▶ **Written task**:
Can you give back the stretch from the start of the rows through the line containing "x=51, y=308", substituting "skirting board" for "baseboard" and leaving everything else unchanged?

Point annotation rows
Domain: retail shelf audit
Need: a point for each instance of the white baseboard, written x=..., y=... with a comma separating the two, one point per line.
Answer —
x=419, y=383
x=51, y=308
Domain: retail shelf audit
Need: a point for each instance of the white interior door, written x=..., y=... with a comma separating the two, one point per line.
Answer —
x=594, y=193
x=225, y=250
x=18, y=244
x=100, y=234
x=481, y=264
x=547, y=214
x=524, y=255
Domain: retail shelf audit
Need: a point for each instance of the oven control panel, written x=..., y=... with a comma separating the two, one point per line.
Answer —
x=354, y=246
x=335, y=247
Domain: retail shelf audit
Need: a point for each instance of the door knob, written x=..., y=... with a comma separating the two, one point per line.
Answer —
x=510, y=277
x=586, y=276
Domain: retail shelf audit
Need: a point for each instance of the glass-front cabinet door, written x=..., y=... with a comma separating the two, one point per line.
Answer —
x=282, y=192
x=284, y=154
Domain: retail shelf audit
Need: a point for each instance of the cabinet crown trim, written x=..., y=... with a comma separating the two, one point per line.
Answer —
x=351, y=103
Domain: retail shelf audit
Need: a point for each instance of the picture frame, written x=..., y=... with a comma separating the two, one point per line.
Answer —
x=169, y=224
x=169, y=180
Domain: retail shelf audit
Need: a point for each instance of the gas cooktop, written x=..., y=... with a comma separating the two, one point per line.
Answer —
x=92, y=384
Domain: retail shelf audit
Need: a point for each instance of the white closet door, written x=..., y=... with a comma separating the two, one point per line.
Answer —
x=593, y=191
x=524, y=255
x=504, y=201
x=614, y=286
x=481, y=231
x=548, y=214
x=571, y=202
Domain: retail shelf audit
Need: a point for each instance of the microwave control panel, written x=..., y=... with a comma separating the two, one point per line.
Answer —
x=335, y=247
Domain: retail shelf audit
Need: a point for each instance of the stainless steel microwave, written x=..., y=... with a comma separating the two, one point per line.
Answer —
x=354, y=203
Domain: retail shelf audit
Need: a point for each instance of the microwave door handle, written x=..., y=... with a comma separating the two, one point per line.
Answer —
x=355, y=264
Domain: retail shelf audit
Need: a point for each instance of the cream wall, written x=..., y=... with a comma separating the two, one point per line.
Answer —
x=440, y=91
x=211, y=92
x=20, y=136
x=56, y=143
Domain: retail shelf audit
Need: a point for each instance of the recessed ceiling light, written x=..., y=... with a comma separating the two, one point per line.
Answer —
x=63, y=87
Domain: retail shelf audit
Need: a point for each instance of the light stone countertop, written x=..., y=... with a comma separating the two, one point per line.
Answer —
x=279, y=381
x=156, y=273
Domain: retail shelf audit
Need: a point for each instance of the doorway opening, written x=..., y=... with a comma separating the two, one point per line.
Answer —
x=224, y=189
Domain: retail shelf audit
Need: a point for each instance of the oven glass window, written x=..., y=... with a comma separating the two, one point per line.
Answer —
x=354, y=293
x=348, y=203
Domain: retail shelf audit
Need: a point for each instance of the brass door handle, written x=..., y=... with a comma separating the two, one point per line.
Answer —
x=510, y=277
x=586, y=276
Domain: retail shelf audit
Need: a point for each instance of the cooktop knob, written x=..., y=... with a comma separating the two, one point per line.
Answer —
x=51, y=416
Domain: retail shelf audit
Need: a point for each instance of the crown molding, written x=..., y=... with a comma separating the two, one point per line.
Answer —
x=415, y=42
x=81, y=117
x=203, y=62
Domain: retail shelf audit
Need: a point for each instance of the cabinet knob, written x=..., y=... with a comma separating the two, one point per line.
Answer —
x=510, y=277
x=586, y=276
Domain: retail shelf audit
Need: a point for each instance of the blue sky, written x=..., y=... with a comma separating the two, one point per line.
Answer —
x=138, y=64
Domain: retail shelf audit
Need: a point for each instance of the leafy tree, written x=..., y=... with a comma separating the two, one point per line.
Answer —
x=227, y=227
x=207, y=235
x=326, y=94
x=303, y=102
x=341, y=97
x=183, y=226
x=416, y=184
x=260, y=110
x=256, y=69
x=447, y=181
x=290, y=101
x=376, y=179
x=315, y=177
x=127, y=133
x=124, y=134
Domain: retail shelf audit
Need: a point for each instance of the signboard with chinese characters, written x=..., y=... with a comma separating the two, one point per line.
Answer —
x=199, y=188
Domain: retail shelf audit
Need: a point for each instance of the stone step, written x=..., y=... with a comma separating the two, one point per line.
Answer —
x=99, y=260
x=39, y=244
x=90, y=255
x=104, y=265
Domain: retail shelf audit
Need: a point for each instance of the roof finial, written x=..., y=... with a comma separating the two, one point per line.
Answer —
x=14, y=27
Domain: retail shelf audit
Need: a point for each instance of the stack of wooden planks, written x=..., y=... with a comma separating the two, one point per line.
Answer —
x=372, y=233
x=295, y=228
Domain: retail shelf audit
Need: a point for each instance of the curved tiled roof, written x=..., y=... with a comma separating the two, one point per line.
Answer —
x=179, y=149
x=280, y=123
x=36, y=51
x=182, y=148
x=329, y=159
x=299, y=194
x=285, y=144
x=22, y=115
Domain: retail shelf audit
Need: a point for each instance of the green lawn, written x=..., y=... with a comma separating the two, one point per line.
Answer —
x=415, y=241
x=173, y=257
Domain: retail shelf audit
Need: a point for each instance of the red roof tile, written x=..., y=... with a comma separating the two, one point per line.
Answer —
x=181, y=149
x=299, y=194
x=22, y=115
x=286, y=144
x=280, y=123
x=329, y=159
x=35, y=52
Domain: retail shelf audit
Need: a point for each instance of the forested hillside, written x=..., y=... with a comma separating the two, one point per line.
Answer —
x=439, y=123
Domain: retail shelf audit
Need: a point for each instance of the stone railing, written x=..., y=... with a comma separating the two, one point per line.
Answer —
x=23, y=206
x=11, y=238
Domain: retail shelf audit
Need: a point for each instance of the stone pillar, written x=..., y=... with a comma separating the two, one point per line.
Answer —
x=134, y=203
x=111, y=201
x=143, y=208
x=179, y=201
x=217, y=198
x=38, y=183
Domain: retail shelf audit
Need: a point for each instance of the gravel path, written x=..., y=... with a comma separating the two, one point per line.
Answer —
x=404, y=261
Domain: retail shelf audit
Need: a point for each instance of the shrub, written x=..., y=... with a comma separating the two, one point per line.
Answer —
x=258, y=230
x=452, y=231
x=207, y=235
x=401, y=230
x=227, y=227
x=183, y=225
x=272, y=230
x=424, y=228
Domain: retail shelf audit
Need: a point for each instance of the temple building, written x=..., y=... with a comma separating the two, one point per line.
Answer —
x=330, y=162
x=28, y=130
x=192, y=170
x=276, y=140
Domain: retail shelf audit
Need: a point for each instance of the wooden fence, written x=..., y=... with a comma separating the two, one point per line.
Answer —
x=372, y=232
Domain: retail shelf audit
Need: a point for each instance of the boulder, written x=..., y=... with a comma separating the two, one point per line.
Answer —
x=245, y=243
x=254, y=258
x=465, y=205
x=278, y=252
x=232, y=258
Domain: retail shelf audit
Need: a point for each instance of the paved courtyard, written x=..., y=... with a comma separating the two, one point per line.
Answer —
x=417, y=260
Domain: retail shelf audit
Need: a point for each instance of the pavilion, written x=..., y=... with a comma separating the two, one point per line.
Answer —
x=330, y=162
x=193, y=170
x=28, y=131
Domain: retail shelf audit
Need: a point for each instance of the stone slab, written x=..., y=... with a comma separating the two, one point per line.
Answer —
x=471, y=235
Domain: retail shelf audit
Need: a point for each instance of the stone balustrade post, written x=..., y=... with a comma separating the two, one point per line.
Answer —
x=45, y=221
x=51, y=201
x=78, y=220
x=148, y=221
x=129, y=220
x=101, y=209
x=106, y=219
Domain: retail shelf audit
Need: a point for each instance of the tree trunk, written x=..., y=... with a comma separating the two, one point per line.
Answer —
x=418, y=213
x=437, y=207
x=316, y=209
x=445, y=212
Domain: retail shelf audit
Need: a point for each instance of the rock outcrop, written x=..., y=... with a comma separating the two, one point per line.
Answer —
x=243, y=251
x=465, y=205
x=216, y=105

▶ **Reply to the task**:
Domain: retail shelf audit
Need: a point for each instance of the white skirting board, written x=..., y=... with a comma separating the two, one point per line.
Answer —
x=419, y=383
x=51, y=308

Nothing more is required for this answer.